[[ Source passage open ]]

Making Headway Against Invasive Species on the Hill
Constituents representing more than 50 percent of United States recently gathered to advance efforts toward protecting native ecosystems through awareness, education and control of invasive plant species. More than 150 participants, including representatives of government agencies, non-profits, private industry and landowners, spent the week lobbying state legislators and attending briefings from federal agencies including the United States Department of Agriculture, Department of the Interior and Army Corps of Engineers.
Through a partnership between the Invasive Species Council and the National Geographic Society, NIWAW participants also enjoyed an early screening of the first in a new TV series titled Strange Days on Planet Earth. The first show will air on PBS on April 20 and investigates the ecological and economic damages triggered by invasive species infestations. NIWAW attendants hope this video will create additional awareness of the growing impact of invasive weed species nationwide.

[[ Source passage closed ]]

## Tasks to perform
• 1. Answer these from the invasive species article:
(a) How many participants took part in the week's gathering?
(b) On which network will the first show of Strange Days on Planet Earth air, and on what date?
(c) Which two organizations partnered to offer the early screening?
• 2. Turn the paragraph of the invasive species article that opens "Through a partnership between" into a short list of its main facts.
• 3. Reproduce word for word the part of the invasive species article that begins at the words "Making Headway Against" and stops after "Corps of Engineers.".
The records have nothing to do with the work on the invasive species article.

[[ Recorded data open ]]

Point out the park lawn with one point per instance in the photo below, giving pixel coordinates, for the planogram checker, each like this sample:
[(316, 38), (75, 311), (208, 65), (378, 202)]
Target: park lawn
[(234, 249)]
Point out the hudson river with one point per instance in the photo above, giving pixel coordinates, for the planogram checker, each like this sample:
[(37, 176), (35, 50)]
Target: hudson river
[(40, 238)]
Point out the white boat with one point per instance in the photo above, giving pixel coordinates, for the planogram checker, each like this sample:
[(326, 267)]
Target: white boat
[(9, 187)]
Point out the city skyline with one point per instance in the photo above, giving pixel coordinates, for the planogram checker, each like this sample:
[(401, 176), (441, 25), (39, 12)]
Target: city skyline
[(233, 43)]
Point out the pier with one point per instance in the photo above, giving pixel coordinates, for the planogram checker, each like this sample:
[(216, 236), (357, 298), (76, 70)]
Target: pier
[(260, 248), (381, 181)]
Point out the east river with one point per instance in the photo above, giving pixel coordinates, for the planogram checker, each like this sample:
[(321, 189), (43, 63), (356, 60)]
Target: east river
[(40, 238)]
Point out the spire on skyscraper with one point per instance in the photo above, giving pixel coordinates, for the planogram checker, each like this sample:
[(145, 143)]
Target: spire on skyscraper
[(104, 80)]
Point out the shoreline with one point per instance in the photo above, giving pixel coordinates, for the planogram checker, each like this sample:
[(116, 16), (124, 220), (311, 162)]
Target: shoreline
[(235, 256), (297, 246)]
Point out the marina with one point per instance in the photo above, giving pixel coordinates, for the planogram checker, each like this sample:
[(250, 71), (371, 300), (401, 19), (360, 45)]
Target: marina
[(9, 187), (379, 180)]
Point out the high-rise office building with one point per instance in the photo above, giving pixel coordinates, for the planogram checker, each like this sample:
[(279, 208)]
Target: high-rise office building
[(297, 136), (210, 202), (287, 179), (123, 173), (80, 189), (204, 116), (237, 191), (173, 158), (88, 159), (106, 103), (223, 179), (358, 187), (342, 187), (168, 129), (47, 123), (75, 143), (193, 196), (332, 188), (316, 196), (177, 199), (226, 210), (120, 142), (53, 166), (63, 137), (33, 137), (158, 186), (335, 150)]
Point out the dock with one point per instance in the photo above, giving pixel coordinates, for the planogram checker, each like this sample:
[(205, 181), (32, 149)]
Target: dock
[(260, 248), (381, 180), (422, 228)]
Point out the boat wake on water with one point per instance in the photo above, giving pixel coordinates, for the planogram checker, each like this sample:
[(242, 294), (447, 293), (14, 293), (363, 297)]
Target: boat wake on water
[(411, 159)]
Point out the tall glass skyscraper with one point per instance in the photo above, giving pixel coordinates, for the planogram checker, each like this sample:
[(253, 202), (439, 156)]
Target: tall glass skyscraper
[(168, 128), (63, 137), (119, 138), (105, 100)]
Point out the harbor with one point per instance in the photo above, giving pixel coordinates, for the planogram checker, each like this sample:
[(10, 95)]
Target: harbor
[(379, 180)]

[[ Recorded data closed ]]

## Answers provided
• 1.
(a) More than 150
(b) PBS, on April 20
(c) The Invasive Species Council and the National Geographic Society

• 2.
- The Invasive Species Council and the National Geographic Society partnered to give NIWAW participants an early screening.
- They saw the first installment of the new TV series Strange Days on Planet Earth.
- The first show airs on PBS on April 20 and investigates the ecological and economic damage caused by invasive species infestations.
- Attendees hope it will raise awareness of the growing nationwide impact of invasive weeds.

• 3.
Making Headway Against Invasive Species on the Hill
Constituents representing more than 50 percent of United States recently gathered to advance efforts toward protecting native ecosystems through awareness, education and control of invasive plant species. More than 150 participants, including representatives of government agencies, non-profits, private industry and landowners, spent the week lobbying state legislators and attending briefings from federal agencies including the United States Department of Agriculture, Department of the Interior and Army Corps of Engineers.